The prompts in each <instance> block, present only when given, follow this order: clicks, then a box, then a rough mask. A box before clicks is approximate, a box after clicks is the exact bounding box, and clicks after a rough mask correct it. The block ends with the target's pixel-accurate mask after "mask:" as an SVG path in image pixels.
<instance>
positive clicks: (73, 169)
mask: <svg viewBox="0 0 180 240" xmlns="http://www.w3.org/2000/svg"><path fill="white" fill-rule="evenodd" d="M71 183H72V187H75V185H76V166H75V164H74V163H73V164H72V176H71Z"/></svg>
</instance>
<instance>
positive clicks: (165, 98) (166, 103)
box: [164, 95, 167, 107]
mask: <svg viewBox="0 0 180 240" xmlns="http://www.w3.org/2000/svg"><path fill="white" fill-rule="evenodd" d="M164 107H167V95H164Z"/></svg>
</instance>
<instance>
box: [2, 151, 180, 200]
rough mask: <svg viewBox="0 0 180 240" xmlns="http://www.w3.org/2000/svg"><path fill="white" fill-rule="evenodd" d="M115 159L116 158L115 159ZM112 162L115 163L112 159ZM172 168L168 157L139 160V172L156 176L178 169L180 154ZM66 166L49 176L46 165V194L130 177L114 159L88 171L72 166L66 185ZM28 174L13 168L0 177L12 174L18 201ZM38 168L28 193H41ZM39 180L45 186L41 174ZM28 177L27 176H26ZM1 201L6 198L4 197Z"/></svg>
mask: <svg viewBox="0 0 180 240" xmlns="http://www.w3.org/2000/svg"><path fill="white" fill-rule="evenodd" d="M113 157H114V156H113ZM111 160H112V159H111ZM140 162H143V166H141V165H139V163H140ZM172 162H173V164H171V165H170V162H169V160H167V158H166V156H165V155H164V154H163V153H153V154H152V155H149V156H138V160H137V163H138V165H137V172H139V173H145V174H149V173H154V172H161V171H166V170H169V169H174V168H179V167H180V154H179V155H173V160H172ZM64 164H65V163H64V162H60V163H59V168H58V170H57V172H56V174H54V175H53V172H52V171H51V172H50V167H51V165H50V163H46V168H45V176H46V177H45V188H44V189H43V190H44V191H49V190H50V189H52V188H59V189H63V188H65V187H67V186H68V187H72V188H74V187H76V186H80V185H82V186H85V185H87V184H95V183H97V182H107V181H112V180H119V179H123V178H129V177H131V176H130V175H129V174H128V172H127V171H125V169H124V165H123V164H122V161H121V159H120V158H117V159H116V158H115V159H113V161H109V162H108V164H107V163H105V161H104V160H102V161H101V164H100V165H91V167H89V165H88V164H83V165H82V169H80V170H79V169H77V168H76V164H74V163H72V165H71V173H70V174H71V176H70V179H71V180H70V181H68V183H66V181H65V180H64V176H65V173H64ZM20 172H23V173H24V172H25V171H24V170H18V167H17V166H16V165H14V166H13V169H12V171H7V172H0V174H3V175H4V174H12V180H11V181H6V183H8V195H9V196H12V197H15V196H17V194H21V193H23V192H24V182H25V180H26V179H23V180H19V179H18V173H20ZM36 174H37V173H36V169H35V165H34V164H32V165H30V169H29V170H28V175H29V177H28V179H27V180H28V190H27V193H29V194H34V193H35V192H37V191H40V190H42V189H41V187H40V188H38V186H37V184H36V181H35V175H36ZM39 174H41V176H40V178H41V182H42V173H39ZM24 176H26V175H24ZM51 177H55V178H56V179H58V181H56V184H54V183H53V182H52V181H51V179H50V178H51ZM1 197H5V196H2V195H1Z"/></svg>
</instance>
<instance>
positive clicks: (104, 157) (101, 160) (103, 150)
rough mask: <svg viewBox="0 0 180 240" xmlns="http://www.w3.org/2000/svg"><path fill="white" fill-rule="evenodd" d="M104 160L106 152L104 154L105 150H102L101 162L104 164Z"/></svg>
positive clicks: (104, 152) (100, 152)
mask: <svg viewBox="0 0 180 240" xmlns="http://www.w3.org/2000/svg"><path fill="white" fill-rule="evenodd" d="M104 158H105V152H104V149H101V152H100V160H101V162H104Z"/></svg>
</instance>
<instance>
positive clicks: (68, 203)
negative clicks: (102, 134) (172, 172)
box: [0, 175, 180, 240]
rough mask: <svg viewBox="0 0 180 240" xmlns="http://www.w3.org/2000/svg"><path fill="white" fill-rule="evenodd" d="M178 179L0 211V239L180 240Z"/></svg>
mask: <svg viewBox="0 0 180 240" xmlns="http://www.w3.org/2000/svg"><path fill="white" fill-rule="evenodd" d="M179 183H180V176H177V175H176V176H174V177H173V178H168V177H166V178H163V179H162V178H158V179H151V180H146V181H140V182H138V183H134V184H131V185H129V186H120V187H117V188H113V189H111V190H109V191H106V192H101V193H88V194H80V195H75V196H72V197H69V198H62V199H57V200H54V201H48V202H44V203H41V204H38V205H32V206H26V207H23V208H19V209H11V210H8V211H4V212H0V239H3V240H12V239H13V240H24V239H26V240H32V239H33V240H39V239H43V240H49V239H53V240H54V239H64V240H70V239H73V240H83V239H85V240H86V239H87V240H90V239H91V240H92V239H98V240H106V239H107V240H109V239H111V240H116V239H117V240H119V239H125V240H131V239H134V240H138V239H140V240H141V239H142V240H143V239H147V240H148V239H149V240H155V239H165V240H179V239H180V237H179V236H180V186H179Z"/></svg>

########################################

▶ _EXERCISE DIRECTIONS_: Starting at the first entry and ending at the last, reproduce each one exactly.

▶ _EXERCISE RESULT_:
The prompts in each <instance> block, present only when given, follow this order: clicks, then a box, then a rough mask. A box before clicks is approximate, a box after clicks is the exact bounding box, and clicks after a rough mask correct it. The block ends with the target's pixel-accurate mask after "mask:" as an SVG path in image pixels.
<instance>
positive clicks: (73, 169)
mask: <svg viewBox="0 0 180 240" xmlns="http://www.w3.org/2000/svg"><path fill="white" fill-rule="evenodd" d="M71 183H72V187H75V185H76V166H75V164H74V163H73V164H72V176H71Z"/></svg>
</instance>
<instance>
positive clicks: (165, 98) (166, 103)
box: [164, 95, 167, 107]
mask: <svg viewBox="0 0 180 240" xmlns="http://www.w3.org/2000/svg"><path fill="white" fill-rule="evenodd" d="M164 107H167V95H164Z"/></svg>
</instance>
<instance>
box: [2, 151, 180, 200]
rough mask: <svg viewBox="0 0 180 240" xmlns="http://www.w3.org/2000/svg"><path fill="white" fill-rule="evenodd" d="M115 159L116 158L115 159ZM112 162L115 163L112 159ZM172 168L168 157L139 160V172L156 176L178 169L180 154ZM66 166L49 176L46 165V194L130 177L114 159L88 171L72 166L66 185ZM28 174L13 168L0 177L12 174L18 201ZM38 168L28 193H41ZM39 180L45 186L41 174ZM28 177L27 176H26ZM1 201L6 198L4 197Z"/></svg>
mask: <svg viewBox="0 0 180 240" xmlns="http://www.w3.org/2000/svg"><path fill="white" fill-rule="evenodd" d="M113 157H114V156H113ZM111 160H112V159H111ZM140 162H143V166H141V165H139V163H140ZM172 162H173V164H171V165H170V162H169V160H167V158H166V156H165V155H164V154H163V153H153V154H152V155H149V156H138V160H137V163H138V165H137V172H139V173H145V174H149V173H154V172H161V171H166V170H169V169H174V168H179V167H180V154H179V155H173V160H172ZM64 164H65V163H64V162H60V163H59V168H58V170H57V172H56V174H54V175H53V172H52V171H51V172H50V167H51V165H50V163H46V168H45V176H46V177H45V188H44V189H43V190H44V191H49V190H50V189H52V188H59V189H63V188H65V187H67V186H68V187H72V188H74V187H76V186H80V185H82V186H85V185H87V184H95V183H97V182H107V181H112V180H119V179H123V178H129V177H131V176H130V175H129V174H128V172H127V171H125V169H124V165H123V164H122V161H121V159H120V158H117V159H116V158H115V159H113V161H109V162H108V164H107V163H105V161H104V160H102V161H101V164H100V165H91V167H89V165H88V164H83V165H82V169H80V170H79V169H77V168H76V164H74V163H72V165H71V173H70V174H71V176H70V179H71V180H70V181H68V183H66V181H65V180H64V176H65V173H64ZM20 172H23V173H24V172H25V171H24V170H18V167H17V166H16V165H14V166H13V169H12V171H7V172H0V174H3V175H4V174H12V180H11V181H6V183H8V195H9V196H12V197H15V196H17V194H21V193H23V192H24V182H25V180H26V179H23V180H19V179H18V173H20ZM36 174H37V173H36V169H35V165H34V164H32V165H30V169H29V170H28V175H29V177H28V179H27V180H28V190H27V193H29V194H34V193H35V192H37V191H40V190H42V189H41V187H40V188H38V186H37V184H36V181H35V175H36ZM39 174H41V176H40V178H41V182H42V173H39ZM24 176H26V175H24ZM51 177H55V178H56V179H58V181H56V184H54V183H53V182H52V181H51V179H50V178H51ZM1 197H5V196H2V195H1Z"/></svg>
</instance>
<instance>
positive clicks: (104, 157) (101, 160) (103, 150)
rough mask: <svg viewBox="0 0 180 240" xmlns="http://www.w3.org/2000/svg"><path fill="white" fill-rule="evenodd" d="M104 160L106 152L104 154L105 150H102L101 162L104 164Z"/></svg>
positive clicks: (104, 152) (100, 152)
mask: <svg viewBox="0 0 180 240" xmlns="http://www.w3.org/2000/svg"><path fill="white" fill-rule="evenodd" d="M104 158H105V152H104V149H101V152H100V160H101V162H104Z"/></svg>
</instance>
<instance>
positive clicks: (68, 203)
negative clicks: (102, 134) (172, 172)
box: [0, 175, 180, 240]
rough mask: <svg viewBox="0 0 180 240" xmlns="http://www.w3.org/2000/svg"><path fill="white" fill-rule="evenodd" d="M178 179L0 211V239L180 240Z"/></svg>
mask: <svg viewBox="0 0 180 240" xmlns="http://www.w3.org/2000/svg"><path fill="white" fill-rule="evenodd" d="M179 183H180V176H177V175H176V176H174V177H173V178H168V177H166V178H163V179H162V178H158V179H151V180H146V181H140V182H138V183H134V184H131V185H129V186H120V187H117V188H113V189H111V190H109V191H106V192H101V193H88V194H80V195H75V196H72V197H69V198H62V199H57V200H54V201H48V202H44V203H41V204H38V205H32V206H26V207H23V208H19V209H11V210H8V211H4V212H0V239H3V240H12V239H13V240H24V239H26V240H32V239H33V240H39V239H43V240H49V239H53V240H54V239H64V240H70V239H73V240H83V239H85V240H86V239H87V240H90V239H91V240H92V239H98V240H106V239H107V240H109V239H111V240H116V239H117V240H119V239H125V240H131V239H134V240H138V239H140V240H141V239H142V240H143V239H147V240H148V239H149V240H155V239H165V240H179V239H180V237H179V236H180V186H179Z"/></svg>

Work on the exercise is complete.